# [Stated problem]
Quote all of the following lines word for word, with nothing added or left out.
+++ Dataset extract +++
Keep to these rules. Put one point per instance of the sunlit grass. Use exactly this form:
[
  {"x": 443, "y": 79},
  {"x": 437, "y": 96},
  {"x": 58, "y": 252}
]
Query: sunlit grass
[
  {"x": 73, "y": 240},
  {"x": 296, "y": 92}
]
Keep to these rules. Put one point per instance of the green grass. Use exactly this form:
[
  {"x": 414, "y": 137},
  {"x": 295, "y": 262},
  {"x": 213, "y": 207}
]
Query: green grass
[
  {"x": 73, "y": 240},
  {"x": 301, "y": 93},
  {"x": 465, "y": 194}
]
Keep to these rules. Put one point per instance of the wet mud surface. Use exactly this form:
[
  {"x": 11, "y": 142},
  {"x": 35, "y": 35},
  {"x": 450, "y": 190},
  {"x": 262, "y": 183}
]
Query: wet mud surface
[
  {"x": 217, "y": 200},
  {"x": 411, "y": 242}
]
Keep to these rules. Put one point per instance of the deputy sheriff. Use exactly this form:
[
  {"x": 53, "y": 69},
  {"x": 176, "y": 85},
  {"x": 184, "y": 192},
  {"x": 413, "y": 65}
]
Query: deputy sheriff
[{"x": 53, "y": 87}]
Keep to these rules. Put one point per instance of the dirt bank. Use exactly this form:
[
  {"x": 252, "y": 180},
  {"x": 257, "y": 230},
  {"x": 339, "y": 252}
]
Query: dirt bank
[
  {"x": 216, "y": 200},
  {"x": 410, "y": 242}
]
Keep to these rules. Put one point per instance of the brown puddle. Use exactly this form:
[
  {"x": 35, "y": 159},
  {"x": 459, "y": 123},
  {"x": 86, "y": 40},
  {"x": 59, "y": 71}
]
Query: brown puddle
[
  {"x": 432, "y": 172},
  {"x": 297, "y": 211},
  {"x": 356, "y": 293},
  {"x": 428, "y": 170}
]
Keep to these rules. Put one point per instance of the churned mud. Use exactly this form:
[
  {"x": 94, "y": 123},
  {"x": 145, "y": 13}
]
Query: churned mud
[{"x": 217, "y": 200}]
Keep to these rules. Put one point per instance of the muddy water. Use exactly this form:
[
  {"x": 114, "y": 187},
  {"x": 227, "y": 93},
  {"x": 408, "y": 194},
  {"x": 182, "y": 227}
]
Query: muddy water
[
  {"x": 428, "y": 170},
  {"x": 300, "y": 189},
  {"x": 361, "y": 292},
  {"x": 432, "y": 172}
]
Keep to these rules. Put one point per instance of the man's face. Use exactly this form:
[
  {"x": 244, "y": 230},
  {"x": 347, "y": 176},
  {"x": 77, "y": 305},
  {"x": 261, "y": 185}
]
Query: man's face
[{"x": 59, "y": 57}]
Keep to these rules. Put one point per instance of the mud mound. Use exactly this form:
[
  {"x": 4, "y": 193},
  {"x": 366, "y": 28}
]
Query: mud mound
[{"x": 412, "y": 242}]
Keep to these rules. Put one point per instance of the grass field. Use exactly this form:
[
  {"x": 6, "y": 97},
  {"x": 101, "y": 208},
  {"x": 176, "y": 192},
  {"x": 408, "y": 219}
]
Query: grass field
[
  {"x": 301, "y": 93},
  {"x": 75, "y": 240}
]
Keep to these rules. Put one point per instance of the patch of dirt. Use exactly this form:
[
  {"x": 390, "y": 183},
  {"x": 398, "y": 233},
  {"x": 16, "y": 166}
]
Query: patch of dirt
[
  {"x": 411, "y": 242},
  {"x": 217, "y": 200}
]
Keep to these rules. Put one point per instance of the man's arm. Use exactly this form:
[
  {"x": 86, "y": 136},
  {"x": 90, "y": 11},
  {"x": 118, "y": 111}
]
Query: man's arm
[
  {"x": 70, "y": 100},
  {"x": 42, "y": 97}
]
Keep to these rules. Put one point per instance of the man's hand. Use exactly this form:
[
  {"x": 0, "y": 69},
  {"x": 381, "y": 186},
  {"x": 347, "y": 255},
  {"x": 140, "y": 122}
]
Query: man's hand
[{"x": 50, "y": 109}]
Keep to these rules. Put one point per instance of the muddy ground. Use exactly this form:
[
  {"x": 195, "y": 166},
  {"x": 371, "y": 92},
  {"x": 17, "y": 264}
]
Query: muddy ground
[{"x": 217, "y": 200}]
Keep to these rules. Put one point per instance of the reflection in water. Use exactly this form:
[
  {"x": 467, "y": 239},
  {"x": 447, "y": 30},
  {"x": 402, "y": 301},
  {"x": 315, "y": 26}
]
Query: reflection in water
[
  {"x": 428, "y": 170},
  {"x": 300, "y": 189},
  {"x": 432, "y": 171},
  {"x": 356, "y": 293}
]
+++
# [Task output]
Keep to these rules. Put one point per instance of the sunlit grass. Use exactly this form:
[
  {"x": 443, "y": 79},
  {"x": 437, "y": 96},
  {"x": 58, "y": 252}
]
Query: sunlit grass
[
  {"x": 73, "y": 240},
  {"x": 296, "y": 92}
]
Keep to these rules. Put one point per instance of the green grass. Use exactly this form:
[
  {"x": 414, "y": 137},
  {"x": 295, "y": 262},
  {"x": 213, "y": 207}
]
Query: green grass
[
  {"x": 73, "y": 240},
  {"x": 301, "y": 93},
  {"x": 465, "y": 194}
]
Keep to these rules. Put one point per instance of the wet mud surface. Use exactly this form:
[
  {"x": 11, "y": 142},
  {"x": 35, "y": 35},
  {"x": 450, "y": 190},
  {"x": 262, "y": 183}
]
Query: wet mud surface
[
  {"x": 217, "y": 200},
  {"x": 411, "y": 242}
]
Keep to these rules. Put one point per instance of the deputy sheriff. Use exactly this form:
[
  {"x": 53, "y": 69},
  {"x": 176, "y": 85},
  {"x": 184, "y": 192},
  {"x": 413, "y": 65}
]
Query: deputy sheriff
[{"x": 53, "y": 87}]
Keep to these rules. Put one point per instance of the dirt bank. Use exactly this form:
[
  {"x": 252, "y": 180},
  {"x": 257, "y": 230},
  {"x": 339, "y": 252}
]
Query: dirt bank
[
  {"x": 216, "y": 200},
  {"x": 410, "y": 242}
]
Keep to these rules. Put one point per instance of the brown puddle. Use exactly this form:
[
  {"x": 35, "y": 159},
  {"x": 459, "y": 123},
  {"x": 86, "y": 40},
  {"x": 59, "y": 71}
]
Query: brown puddle
[
  {"x": 432, "y": 172},
  {"x": 297, "y": 211},
  {"x": 356, "y": 293},
  {"x": 428, "y": 170}
]
Keep to these rules. Put one point per instance of the churned mud. Use exactly this form:
[
  {"x": 94, "y": 123},
  {"x": 145, "y": 13}
]
Query: churned mud
[{"x": 217, "y": 200}]
Keep to these rules. Put one point per instance of the muddy water. Use exactly this form:
[
  {"x": 114, "y": 187},
  {"x": 227, "y": 93},
  {"x": 408, "y": 194},
  {"x": 182, "y": 227}
]
Query: muddy water
[
  {"x": 428, "y": 170},
  {"x": 300, "y": 189},
  {"x": 361, "y": 292},
  {"x": 432, "y": 172}
]
Keep to these rules. Put one point per instance of the man's face. Use exactly this form:
[
  {"x": 244, "y": 230},
  {"x": 347, "y": 176},
  {"x": 77, "y": 305},
  {"x": 261, "y": 185}
]
Query: man's face
[{"x": 59, "y": 57}]
Keep to these rules. Put one point per instance of the mud mound. Use exactly this form:
[
  {"x": 4, "y": 193},
  {"x": 366, "y": 28}
]
Query: mud mound
[{"x": 412, "y": 242}]
Keep to these rules. Put one point per instance of the grass field. Use exactly this form:
[
  {"x": 6, "y": 97},
  {"x": 101, "y": 208},
  {"x": 176, "y": 192},
  {"x": 408, "y": 219}
]
Query: grass field
[
  {"x": 301, "y": 93},
  {"x": 75, "y": 240}
]
Keep to these rules. Put one point per instance of the patch of dirt. Use exactly this form:
[
  {"x": 390, "y": 183},
  {"x": 398, "y": 233},
  {"x": 16, "y": 166}
]
Query: patch of dirt
[
  {"x": 411, "y": 242},
  {"x": 217, "y": 200}
]
Keep to these rules. Put one point per instance of the man's arm. Use exactly this form:
[
  {"x": 86, "y": 136},
  {"x": 90, "y": 11},
  {"x": 118, "y": 111}
]
Query: man's arm
[
  {"x": 70, "y": 100},
  {"x": 42, "y": 97}
]
Keep to these rules. Put one point per instance of the man's hand. Use exactly this form:
[
  {"x": 0, "y": 69},
  {"x": 381, "y": 186},
  {"x": 347, "y": 255},
  {"x": 140, "y": 122}
]
Query: man's hand
[{"x": 50, "y": 109}]
Keep to these rules. Put one point per instance of the muddy ground. Use exactly this form:
[
  {"x": 195, "y": 166},
  {"x": 371, "y": 92},
  {"x": 17, "y": 264}
]
Query: muddy ground
[{"x": 217, "y": 200}]
Keep to these rules. Put one point per instance of the reflection in water. Use exactly this form:
[
  {"x": 467, "y": 239},
  {"x": 447, "y": 30},
  {"x": 402, "y": 301},
  {"x": 315, "y": 26}
]
Query: reflection in water
[
  {"x": 428, "y": 170},
  {"x": 300, "y": 189},
  {"x": 432, "y": 171},
  {"x": 356, "y": 293}
]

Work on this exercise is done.